▶ _Passage_
>> Start

Ok, going back I made the point on Twitter that the Free Schools programme was just going to lead to Privatisation and Selection.
Free schools – private company interest
Just type free schools into google and see the private companies encircling the programme to see some of the people that will benefit.
http://www.pkf.co.uk/pkf/services/management_consultancy/pkf_academy_projects?gclid=CJLfy-Sb4KYCFcULfAod2FIm6w
http://www.camb-ed.com/Schoolsservices/FreeSchools/tabid/2165/Default.aspx
http://www.cocentra.com/cocentra/otherservices/freeschools/?gclid=CIeN7fyb4KYCFYMTfAodKDPO5w
No private companies can run free schools?
None can make a profit, but can invest in high salaries for Chief Executives or have high charges for administration (for which they can make a profit). But none of this we can see as Academies and Free Schools aren’t judged on the same measures as they don’t have to report spending as other schools.
On privatisation: quite clearly where a private company (including the independent schools now planning to convert to free school status) runs a school, it expects to make a profit. This is an ideological divide. The privately educated bods at the DoE will say, as they have in the NHS, that provided it costs the state no more and the service provided is of high quality, that it shouldn’t matter that profits are made. I think it does matter that education and health stay unambiguously publically funded from taxation and accountable through elected organisations to those taxpayers.
As pointed out in the TES “Ka-ching! Free-school cash could bring elites into town”

>> End

▶ _Dataset content_
>> Start

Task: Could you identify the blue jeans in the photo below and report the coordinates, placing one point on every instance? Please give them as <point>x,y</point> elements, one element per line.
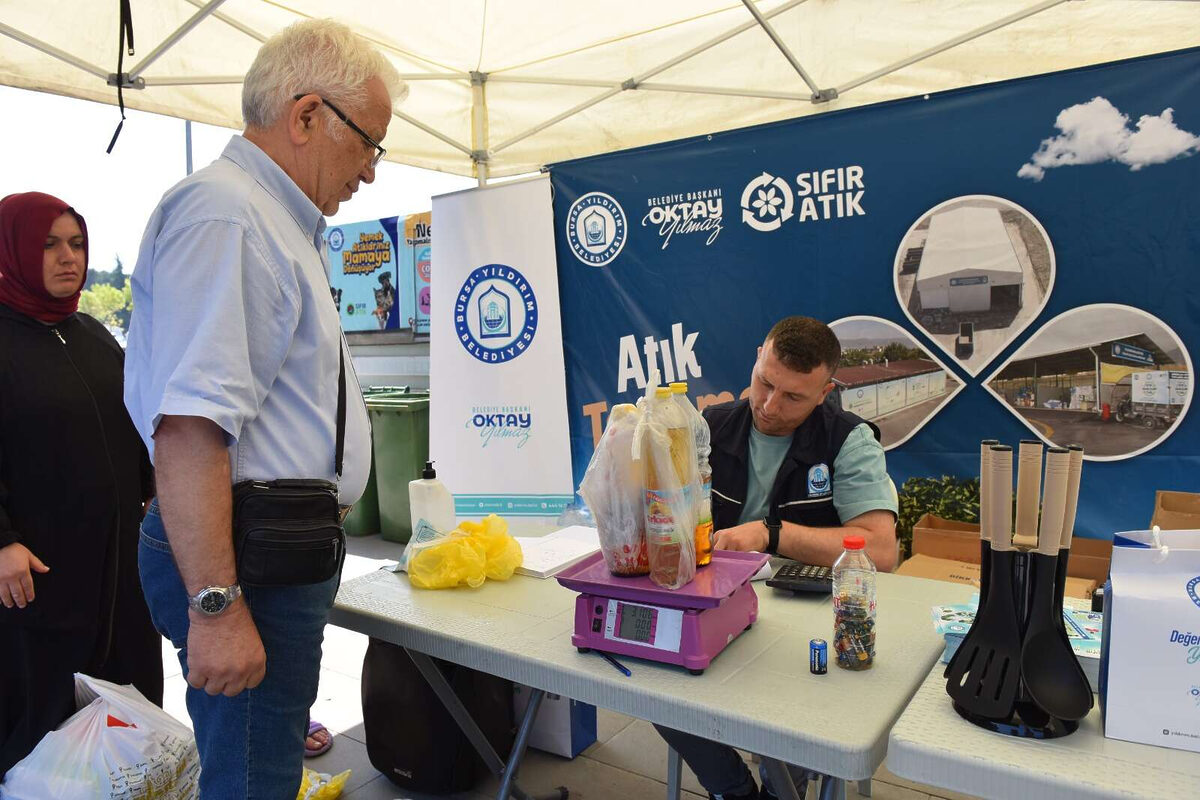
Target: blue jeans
<point>251,745</point>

>> End

▶ _Written tasks_
(a) Answer these about the free schools post:
(i) What does the post say to type into Google?
(ii) What can none of the private companies do with free schools?
(iii) Which publication does the post cite at the end?
(b) List every web address given in the free schools post.
(c) Please rewrite the part of the free schools post that opens with the words containing "Free schools –" and closes with "as other schools.", swapping "Chief Executives" for "senior managers".
The lines have nothing to do with the text.

▶ _Results by task_
(a)
(i) Free schools
(ii) Make a profit
(iii) The TES

(b)
http://www.pkf.co.uk/pkf/services/management_consultancy/pkf_academy_projects?gclid=CJLfy-Sb4KYCFcULfAod2FIm6w
http://www.camb-ed.com/Schoolsservices/FreeSchools/tabid/2165/Default.aspx
http://www.cocentra.com/cocentra/otherservices/freeschools/?gclid=CIeN7fyb4KYCFYMTfAodKDPO5w

(c)
Free schools – private company interest
Just type free schools into google and see the private companies encircling the programme to see some of the people that will benefit.
http://www.pkf.co.uk/pkf/services/management_consultancy/pkf_academy_projects?gclid=CJLfy-Sb4KYCFcULfAod2FIm6w
http://www.camb-ed.com/Schoolsservices/FreeSchools/tabid/2165/Default.aspx
http://www.cocentra.com/cocentra/otherservices/freeschools/?gclid=CIeN7fyb4KYCFYMTfAodKDPO5w
No private companies can run free schools?
None can make a profit, but can invest in high salaries for senior managers or have high charges for administration (for which they can make a profit). But none of this we can see as Academies and Free Schools aren’t judged on the same measures as they don’t have to report spending as other schools.